* _Prompt_:
Please count the lines in the entries below that include the word "wooden", and give only the number.

BEGIN

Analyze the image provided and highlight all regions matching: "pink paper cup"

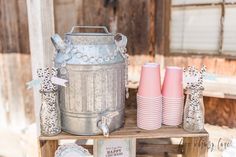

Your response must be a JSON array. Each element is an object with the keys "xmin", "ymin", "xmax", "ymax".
[
  {"xmin": 162, "ymin": 66, "xmax": 183, "ymax": 98},
  {"xmin": 138, "ymin": 63, "xmax": 161, "ymax": 97}
]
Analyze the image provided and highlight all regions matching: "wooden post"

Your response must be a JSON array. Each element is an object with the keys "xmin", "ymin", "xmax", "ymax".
[
  {"xmin": 26, "ymin": 0, "xmax": 55, "ymax": 134},
  {"xmin": 39, "ymin": 140, "xmax": 58, "ymax": 157},
  {"xmin": 183, "ymin": 136, "xmax": 209, "ymax": 157}
]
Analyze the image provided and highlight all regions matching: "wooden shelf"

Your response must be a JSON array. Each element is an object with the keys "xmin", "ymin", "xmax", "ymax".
[
  {"xmin": 39, "ymin": 108, "xmax": 208, "ymax": 140},
  {"xmin": 40, "ymin": 126, "xmax": 208, "ymax": 140}
]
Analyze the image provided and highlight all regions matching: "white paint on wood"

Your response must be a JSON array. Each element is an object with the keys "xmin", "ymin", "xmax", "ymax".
[{"xmin": 26, "ymin": 0, "xmax": 55, "ymax": 135}]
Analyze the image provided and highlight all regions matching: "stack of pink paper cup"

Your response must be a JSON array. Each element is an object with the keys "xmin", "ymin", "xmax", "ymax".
[
  {"xmin": 162, "ymin": 66, "xmax": 184, "ymax": 126},
  {"xmin": 137, "ymin": 63, "xmax": 162, "ymax": 130}
]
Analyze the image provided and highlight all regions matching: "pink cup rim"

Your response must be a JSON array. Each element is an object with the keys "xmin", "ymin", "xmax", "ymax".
[
  {"xmin": 143, "ymin": 62, "xmax": 160, "ymax": 67},
  {"xmin": 137, "ymin": 97, "xmax": 163, "ymax": 100},
  {"xmin": 137, "ymin": 94, "xmax": 162, "ymax": 99},
  {"xmin": 142, "ymin": 64, "xmax": 159, "ymax": 68},
  {"xmin": 144, "ymin": 62, "xmax": 160, "ymax": 67},
  {"xmin": 166, "ymin": 66, "xmax": 182, "ymax": 70}
]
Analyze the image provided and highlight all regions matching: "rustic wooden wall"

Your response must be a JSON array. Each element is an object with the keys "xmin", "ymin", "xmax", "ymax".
[{"xmin": 0, "ymin": 0, "xmax": 34, "ymax": 128}]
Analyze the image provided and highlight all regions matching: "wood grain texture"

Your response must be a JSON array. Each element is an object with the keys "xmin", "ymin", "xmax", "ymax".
[
  {"xmin": 0, "ymin": 0, "xmax": 33, "ymax": 128},
  {"xmin": 39, "ymin": 140, "xmax": 58, "ymax": 157},
  {"xmin": 204, "ymin": 96, "xmax": 236, "ymax": 128},
  {"xmin": 54, "ymin": 0, "xmax": 115, "ymax": 35},
  {"xmin": 156, "ymin": 0, "xmax": 171, "ymax": 55},
  {"xmin": 0, "ymin": 53, "xmax": 34, "ymax": 128},
  {"xmin": 183, "ymin": 136, "xmax": 209, "ymax": 157},
  {"xmin": 54, "ymin": 0, "xmax": 89, "ymax": 35},
  {"xmin": 148, "ymin": 0, "xmax": 157, "ymax": 57},
  {"xmin": 117, "ymin": 0, "xmax": 151, "ymax": 55},
  {"xmin": 0, "ymin": 0, "xmax": 30, "ymax": 54}
]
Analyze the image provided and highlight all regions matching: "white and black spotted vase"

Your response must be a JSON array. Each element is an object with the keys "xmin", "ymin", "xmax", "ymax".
[{"xmin": 40, "ymin": 90, "xmax": 61, "ymax": 136}]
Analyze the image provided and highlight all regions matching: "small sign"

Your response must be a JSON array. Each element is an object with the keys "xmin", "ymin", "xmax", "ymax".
[{"xmin": 94, "ymin": 138, "xmax": 136, "ymax": 157}]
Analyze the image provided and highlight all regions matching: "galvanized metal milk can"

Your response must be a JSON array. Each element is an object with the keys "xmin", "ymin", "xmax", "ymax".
[{"xmin": 51, "ymin": 26, "xmax": 128, "ymax": 136}]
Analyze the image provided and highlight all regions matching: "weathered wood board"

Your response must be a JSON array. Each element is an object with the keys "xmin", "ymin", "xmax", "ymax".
[{"xmin": 0, "ymin": 0, "xmax": 34, "ymax": 128}]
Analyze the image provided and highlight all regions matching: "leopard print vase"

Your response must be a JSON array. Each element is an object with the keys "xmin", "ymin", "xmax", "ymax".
[{"xmin": 40, "ymin": 90, "xmax": 61, "ymax": 136}]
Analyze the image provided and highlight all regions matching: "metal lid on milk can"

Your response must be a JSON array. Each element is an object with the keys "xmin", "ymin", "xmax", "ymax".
[{"xmin": 52, "ymin": 26, "xmax": 127, "ymax": 65}]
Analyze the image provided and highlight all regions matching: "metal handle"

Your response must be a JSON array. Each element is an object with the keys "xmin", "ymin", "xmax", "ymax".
[
  {"xmin": 114, "ymin": 33, "xmax": 127, "ymax": 48},
  {"xmin": 70, "ymin": 26, "xmax": 110, "ymax": 34}
]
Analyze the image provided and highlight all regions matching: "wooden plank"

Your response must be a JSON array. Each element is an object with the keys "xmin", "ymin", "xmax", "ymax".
[
  {"xmin": 0, "ymin": 53, "xmax": 34, "ymax": 128},
  {"xmin": 39, "ymin": 127, "xmax": 208, "ymax": 141},
  {"xmin": 183, "ymin": 136, "xmax": 208, "ymax": 157},
  {"xmin": 0, "ymin": 0, "xmax": 30, "ymax": 52},
  {"xmin": 148, "ymin": 0, "xmax": 157, "ymax": 57},
  {"xmin": 117, "ymin": 0, "xmax": 151, "ymax": 56},
  {"xmin": 39, "ymin": 140, "xmax": 58, "ymax": 157},
  {"xmin": 0, "ymin": 0, "xmax": 34, "ymax": 129},
  {"xmin": 82, "ymin": 0, "xmax": 115, "ymax": 28},
  {"xmin": 54, "ymin": 0, "xmax": 81, "ymax": 35},
  {"xmin": 156, "ymin": 0, "xmax": 165, "ymax": 55},
  {"xmin": 17, "ymin": 0, "xmax": 30, "ymax": 54},
  {"xmin": 164, "ymin": 0, "xmax": 171, "ymax": 55},
  {"xmin": 0, "ymin": 0, "xmax": 20, "ymax": 53},
  {"xmin": 156, "ymin": 0, "xmax": 171, "ymax": 55},
  {"xmin": 0, "ymin": 0, "xmax": 3, "ymax": 53},
  {"xmin": 54, "ymin": 0, "xmax": 115, "ymax": 34},
  {"xmin": 26, "ymin": 0, "xmax": 55, "ymax": 134}
]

END

* _Exercise answer_:
4